> [Passage provided]:

______

Characterization of biosurfactant lipopeptide and its performance evaluation for oil-spill remediation

Abstract

Biosurfactant lipopeptide is a promising dispersant over varieties of chemical ones in oil-spill remediation. The toxicity, biodegradability and performance of the biosurfactant lipopeptide are studied in this paper.

---

Dispersants were globally applied to physico-chemically enhance the dispersion of oil in water and were assumed to stimulate oil biodegradation by indigenous microorganisms and to reduce the environmental impact of oil spills.^1,2 Since the 1960s,^3,4 chemical dispersants have been applied as an emergency response to oil spills in marine ecosystems,⁵ and have showed effectiveness at removing oil slicks from the coast.^3,6,7 However, most of the chemically synthesized dispersants are inherently toxic to various aquatic species and hardly biodegradable in the natural environment.^2,8 The application of chemical dispersants in the 2010 Gulf of Mexico oil spill also raised concerns regarding the toxicity and the potential environmental impact,^9,10 and caused a debate about the effectiveness of chemical dispersants on the rates of oil biodegradation.¹¹ Biosurfactants are promising dispersants in oil-spill remediation, owning to their environmentally friendly and biodegradable properties.¹² Chemical surfactants could be replaced with biosurfactants and this change would diminish the environmental impact of traditional dispersants.^8,13,14 Lipopeptide produced by microorganisms is one of the representative biosurfactants and has showed great potential applications in food,¹⁵ medicine,¹⁶ microbial enhanced oil recovery,¹⁷ and other fields.¹⁸ Nevertheless, the knowledge about the application of biosurfactant lipopeptide in marine oil-spill remediation is still limited.

______

> [Record set]:
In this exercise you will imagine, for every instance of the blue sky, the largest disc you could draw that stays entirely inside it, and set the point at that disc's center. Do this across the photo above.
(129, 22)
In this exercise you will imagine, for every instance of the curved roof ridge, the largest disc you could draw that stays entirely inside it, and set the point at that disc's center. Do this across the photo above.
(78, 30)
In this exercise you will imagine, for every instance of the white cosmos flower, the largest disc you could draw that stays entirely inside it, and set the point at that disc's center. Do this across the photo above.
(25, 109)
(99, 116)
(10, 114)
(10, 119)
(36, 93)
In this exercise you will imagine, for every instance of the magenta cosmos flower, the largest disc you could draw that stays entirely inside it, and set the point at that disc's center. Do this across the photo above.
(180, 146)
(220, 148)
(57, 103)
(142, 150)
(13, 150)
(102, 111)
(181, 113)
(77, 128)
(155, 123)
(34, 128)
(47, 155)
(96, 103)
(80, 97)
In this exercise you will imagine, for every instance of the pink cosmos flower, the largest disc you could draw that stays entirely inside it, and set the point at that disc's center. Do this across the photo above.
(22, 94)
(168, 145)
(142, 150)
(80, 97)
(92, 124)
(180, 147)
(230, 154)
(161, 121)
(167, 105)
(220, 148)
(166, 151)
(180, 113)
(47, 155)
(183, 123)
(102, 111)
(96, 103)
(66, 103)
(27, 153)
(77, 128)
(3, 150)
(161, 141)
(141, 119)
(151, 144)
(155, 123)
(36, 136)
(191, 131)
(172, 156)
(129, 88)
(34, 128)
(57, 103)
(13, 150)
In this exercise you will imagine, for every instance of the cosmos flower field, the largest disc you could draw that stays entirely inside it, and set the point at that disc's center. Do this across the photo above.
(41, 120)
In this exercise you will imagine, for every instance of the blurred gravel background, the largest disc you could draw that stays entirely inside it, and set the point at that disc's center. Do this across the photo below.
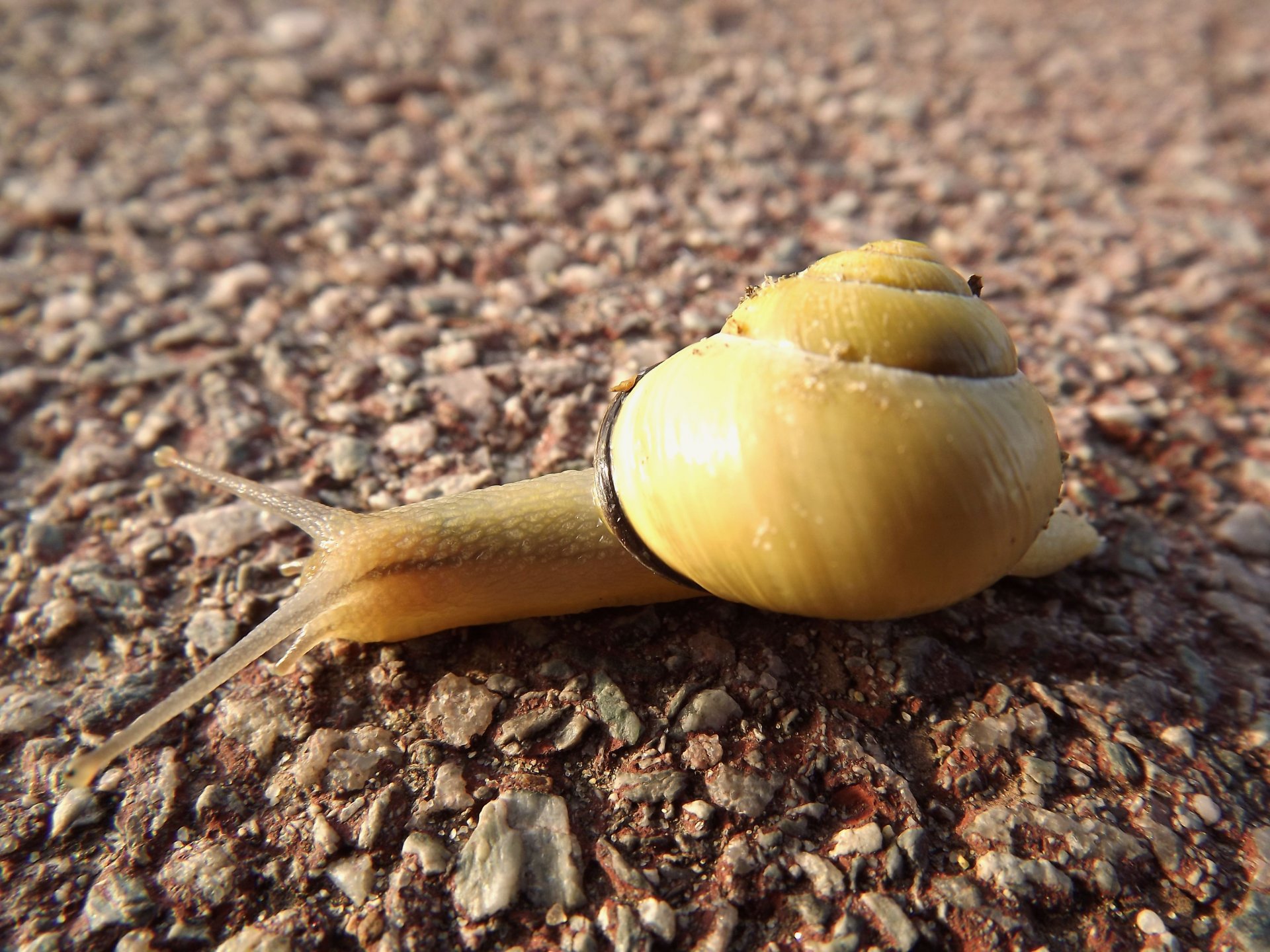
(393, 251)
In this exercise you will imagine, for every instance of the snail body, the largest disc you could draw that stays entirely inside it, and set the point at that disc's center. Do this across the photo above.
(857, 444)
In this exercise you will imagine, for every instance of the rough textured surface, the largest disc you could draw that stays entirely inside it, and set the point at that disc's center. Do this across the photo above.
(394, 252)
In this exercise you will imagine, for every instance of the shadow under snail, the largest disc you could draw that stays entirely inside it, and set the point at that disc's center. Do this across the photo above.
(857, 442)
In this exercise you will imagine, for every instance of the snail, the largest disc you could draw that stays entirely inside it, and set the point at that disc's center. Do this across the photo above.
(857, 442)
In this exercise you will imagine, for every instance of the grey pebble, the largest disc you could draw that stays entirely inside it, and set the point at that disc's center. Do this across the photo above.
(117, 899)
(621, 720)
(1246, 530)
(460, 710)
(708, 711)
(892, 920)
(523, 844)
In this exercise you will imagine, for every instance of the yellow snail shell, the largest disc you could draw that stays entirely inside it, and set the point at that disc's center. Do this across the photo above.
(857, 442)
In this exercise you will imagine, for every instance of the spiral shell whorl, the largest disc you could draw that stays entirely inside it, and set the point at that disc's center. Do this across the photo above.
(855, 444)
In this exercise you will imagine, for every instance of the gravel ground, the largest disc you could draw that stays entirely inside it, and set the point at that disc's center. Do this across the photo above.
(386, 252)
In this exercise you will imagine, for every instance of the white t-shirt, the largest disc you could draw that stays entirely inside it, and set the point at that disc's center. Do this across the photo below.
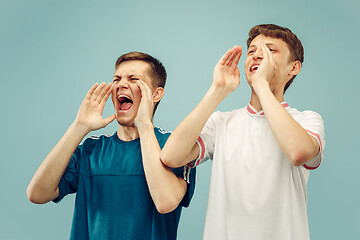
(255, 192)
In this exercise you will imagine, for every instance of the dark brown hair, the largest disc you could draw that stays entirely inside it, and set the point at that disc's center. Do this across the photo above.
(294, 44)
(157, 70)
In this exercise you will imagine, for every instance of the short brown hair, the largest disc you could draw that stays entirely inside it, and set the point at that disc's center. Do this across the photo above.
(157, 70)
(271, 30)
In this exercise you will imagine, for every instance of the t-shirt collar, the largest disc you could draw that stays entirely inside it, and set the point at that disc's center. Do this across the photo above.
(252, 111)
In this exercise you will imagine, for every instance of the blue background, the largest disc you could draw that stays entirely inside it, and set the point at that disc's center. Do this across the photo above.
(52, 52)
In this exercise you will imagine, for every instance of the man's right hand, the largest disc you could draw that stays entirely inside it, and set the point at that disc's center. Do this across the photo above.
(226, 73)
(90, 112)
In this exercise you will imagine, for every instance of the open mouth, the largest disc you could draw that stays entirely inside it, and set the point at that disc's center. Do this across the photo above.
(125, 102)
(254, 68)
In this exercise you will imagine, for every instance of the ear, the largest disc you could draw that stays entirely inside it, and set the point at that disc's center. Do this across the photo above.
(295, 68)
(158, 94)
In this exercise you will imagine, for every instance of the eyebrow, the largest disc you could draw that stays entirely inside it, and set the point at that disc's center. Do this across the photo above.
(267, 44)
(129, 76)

______

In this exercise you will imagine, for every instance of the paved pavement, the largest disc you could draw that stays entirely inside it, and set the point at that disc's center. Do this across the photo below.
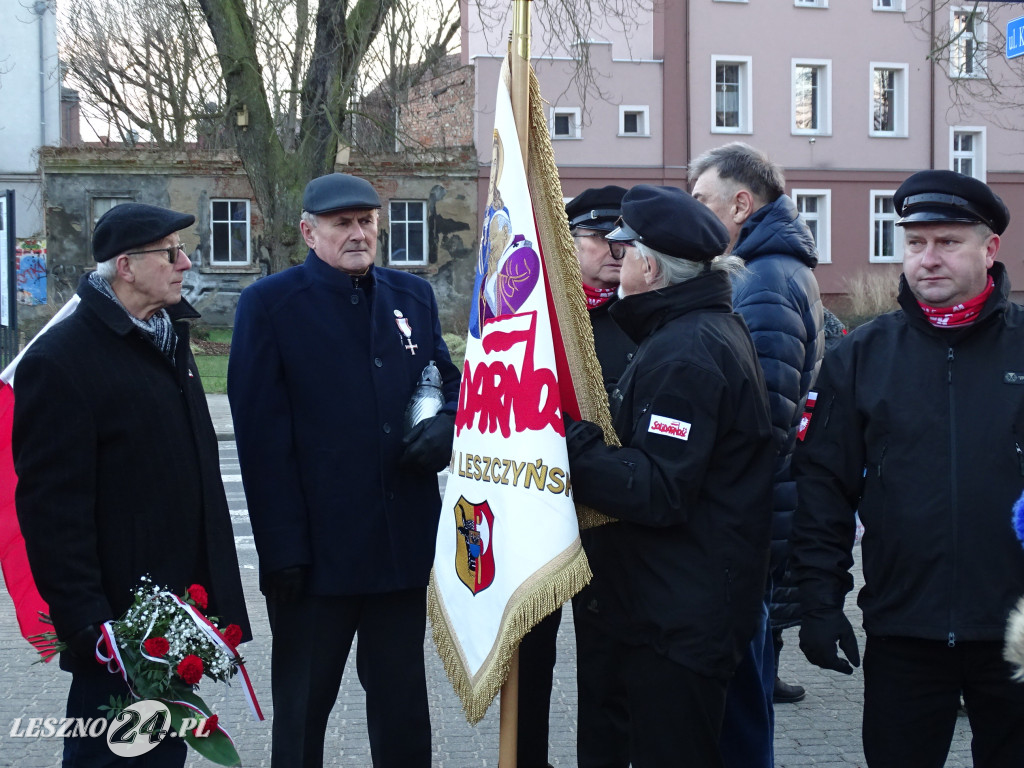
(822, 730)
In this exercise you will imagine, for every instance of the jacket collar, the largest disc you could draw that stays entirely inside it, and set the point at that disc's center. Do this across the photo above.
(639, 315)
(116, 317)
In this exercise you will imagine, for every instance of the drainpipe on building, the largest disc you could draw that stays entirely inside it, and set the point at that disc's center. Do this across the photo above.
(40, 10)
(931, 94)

______

> [Exercise]: Reproduce the passage on biosurfactant lipopeptide, starting at "Characterization of biosurfactant" and stopping after "in this paper.". Swap every "oil-spill remediation" for "oil-spill cleanup".

> [Result of the exercise]:
Characterization of biosurfactant lipopeptide and its performance evaluation for oil-spill cleanup

Abstract

Biosurfactant lipopeptide is a promising dispersant over varieties of chemical ones in oil-spill cleanup. The toxicity, biodegradability and performance of the biosurfactant lipopeptide are studied in this paper.